▶ **PETUNJUK DAN KETENTUAN**: Salin kembali seluruh teks tentang pandangan Gadamer mengenai hermeneutika di bawah ini tanpa mengubah apa pun.

▶ **TEKS YANG DIBERIKAN**:
* * * * * * *

Gadamer memandang bahwa hermeneutika adalah seni bukan proses mekanis. Jika pemahaman adalah jiwa dari hermeneutika, maka pemahaman tidak dapat dijadikan pelengkap proses mekanis. Pemahaman dan hermeneutika hanya dapat diberlakukan sebagai suatu karya seni. Pemikirannya mengenai hermeneutika, salah satunya adalah konsep mengenai manusia yaitu, bildung atau kebudayaan, Sensus Communis atau pertimbangan praktis yangbaik, Sense Communis dan selera.
Gadamer menegaskan bahwa pemahaman adalah persoalan ontologis. Ia tidak menganggap hermeneutika sebagai metode, sebab baginya pemahaman yang benar adalah pemahaman yang mengarah pada tingkat ontologis bukan metodologis. Artinya kebenaran dapat dicapai bukan melalui metode tapi melalui dialektika, dimana lebih banyak pertanyaan dapat diajukan. Dan ini disebut filsafat praktis. Gadamer melontarkan konsep “pengalaman” historis dan dialektis, di mana pengetahuan bukan merupakan bias persepsi semata tetapi merupakan kejadian, peristiwa, perjumpaan. Gadamer menegaskan makna bukanlah dihasilkan oleh interioritas individu tetapi dari wawasan-wawasan sejarah yang saling terkait yang mengkondisikan pengalaman individu. Gadamer mempertahankan dimensi sejarah hidup pembaca.

* * * * * * *

▶ **INFORMASI YANG DITAMPILKAN**:
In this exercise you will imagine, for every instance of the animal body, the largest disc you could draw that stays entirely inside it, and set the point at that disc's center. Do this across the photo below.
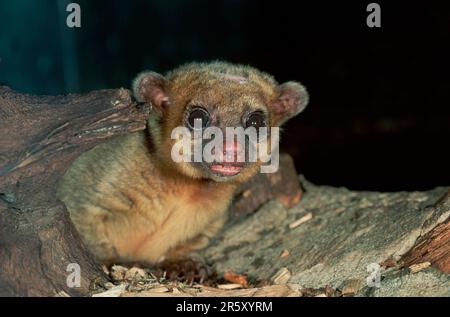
(131, 202)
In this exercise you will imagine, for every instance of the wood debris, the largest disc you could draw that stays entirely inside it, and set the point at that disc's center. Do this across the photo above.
(113, 292)
(419, 267)
(229, 286)
(351, 287)
(301, 221)
(236, 278)
(282, 276)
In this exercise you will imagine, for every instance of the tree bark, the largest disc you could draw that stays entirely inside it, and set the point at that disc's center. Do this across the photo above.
(39, 138)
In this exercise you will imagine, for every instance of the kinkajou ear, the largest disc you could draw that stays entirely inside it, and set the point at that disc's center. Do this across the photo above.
(150, 87)
(292, 99)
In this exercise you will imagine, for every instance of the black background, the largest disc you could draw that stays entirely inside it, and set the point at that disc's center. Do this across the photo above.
(379, 113)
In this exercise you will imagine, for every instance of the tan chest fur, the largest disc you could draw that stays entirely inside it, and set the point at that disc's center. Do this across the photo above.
(127, 210)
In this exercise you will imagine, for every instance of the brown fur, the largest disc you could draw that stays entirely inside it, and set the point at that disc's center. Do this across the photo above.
(131, 202)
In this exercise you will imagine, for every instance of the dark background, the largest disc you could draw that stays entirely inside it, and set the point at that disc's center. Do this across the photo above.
(379, 112)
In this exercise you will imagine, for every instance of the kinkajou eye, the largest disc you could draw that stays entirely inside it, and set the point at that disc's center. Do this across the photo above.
(256, 119)
(198, 114)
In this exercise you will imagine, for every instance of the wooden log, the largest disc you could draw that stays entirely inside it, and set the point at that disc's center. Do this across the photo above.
(39, 138)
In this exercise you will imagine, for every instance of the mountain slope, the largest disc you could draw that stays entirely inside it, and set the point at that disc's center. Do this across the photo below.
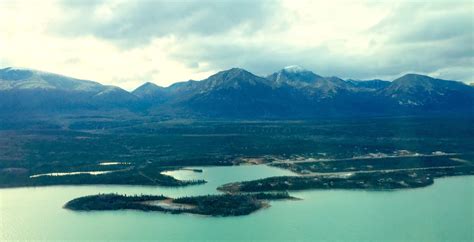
(290, 93)
(26, 90)
(414, 90)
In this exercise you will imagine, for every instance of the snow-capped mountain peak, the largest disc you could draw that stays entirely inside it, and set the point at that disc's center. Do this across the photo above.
(294, 69)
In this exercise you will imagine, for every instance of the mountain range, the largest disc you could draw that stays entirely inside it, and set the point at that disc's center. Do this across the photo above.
(292, 92)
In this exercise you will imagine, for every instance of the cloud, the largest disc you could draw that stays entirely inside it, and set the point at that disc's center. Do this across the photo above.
(135, 23)
(127, 43)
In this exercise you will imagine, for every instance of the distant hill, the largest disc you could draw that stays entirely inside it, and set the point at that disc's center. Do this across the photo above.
(290, 93)
(31, 90)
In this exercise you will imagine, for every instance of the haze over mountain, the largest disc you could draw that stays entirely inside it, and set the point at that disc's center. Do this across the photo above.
(292, 92)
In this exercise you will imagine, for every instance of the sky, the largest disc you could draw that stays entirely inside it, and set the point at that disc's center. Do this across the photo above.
(127, 43)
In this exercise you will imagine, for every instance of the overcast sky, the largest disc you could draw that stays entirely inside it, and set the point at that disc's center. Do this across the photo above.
(127, 43)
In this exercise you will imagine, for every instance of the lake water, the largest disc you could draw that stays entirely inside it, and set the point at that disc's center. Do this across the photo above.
(442, 212)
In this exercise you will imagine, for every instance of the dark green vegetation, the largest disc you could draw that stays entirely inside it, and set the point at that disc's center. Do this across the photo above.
(383, 163)
(376, 180)
(152, 144)
(213, 205)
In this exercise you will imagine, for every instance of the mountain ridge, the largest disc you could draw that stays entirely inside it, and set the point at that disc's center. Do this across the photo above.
(238, 93)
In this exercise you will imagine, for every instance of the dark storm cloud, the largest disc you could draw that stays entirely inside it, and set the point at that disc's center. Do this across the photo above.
(424, 37)
(135, 23)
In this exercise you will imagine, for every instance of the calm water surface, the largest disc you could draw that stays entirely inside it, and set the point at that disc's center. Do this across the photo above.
(440, 212)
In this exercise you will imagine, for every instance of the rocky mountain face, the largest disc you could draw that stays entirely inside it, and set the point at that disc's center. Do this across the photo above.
(24, 90)
(292, 92)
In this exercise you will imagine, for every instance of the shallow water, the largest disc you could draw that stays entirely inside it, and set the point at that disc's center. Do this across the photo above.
(440, 212)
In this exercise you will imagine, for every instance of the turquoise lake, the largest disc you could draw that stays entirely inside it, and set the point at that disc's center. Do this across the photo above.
(441, 212)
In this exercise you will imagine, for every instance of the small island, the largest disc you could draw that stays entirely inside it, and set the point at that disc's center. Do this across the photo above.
(374, 180)
(212, 205)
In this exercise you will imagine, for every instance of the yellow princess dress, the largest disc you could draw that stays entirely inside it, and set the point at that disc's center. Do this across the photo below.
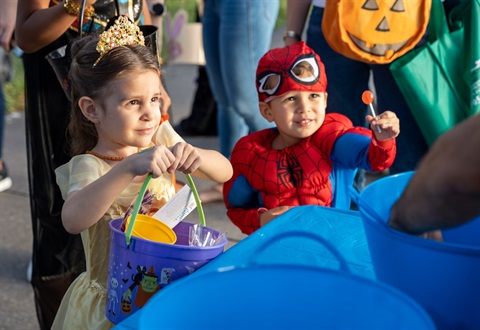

* * * * * * *

▶ **JAWABAN TUGAS**:
Gadamer memandang bahwa hermeneutika adalah seni bukan proses mekanis. Jika pemahaman adalah jiwa dari hermeneutika, maka pemahaman tidak dapat dijadikan pelengkap proses mekanis. Pemahaman dan hermeneutika hanya dapat diberlakukan sebagai suatu karya seni. Pemikirannya mengenai hermeneutika, salah satunya adalah konsep mengenai manusia yaitu, bildung atau kebudayaan, Sensus Communis atau pertimbangan praktis yangbaik, Sense Communis dan selera.
Gadamer menegaskan bahwa pemahaman adalah persoalan ontologis. Ia tidak menganggap hermeneutika sebagai metode, sebab baginya pemahaman yang benar adalah pemahaman yang mengarah pada tingkat ontologis bukan metodologis. Artinya kebenaran dapat dicapai bukan melalui metode tapi melalui dialektika, dimana lebih banyak pertanyaan dapat diajukan. Dan ini disebut filsafat praktis. Gadamer melontarkan konsep “pengalaman” historis dan dialektis, di mana pengetahuan bukan merupakan bias persepsi semata tetapi merupakan kejadian, peristiwa, perjumpaan. Gadamer menegaskan makna bukanlah dihasilkan oleh interioritas individu tetapi dari wawasan-wawasan sejarah yang saling terkait yang mengkondisikan pengalaman individu. Gadamer mempertahankan dimensi sejarah hidup pembaca.